__What is being asked__: Return the data below, unchanged.

▼

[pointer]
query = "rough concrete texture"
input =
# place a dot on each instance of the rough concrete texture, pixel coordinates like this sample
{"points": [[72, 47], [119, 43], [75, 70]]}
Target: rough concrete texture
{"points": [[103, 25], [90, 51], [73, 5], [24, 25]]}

▲

__Solution to this task__:
[pointer]
query = "rough concrete texture"
input =
# place a dot on each instance of the rough concrete texture, pixel coordinates like this sample
{"points": [[72, 47], [119, 43], [75, 70]]}
Target: rough concrete texture
{"points": [[103, 25], [90, 51], [73, 5], [24, 25]]}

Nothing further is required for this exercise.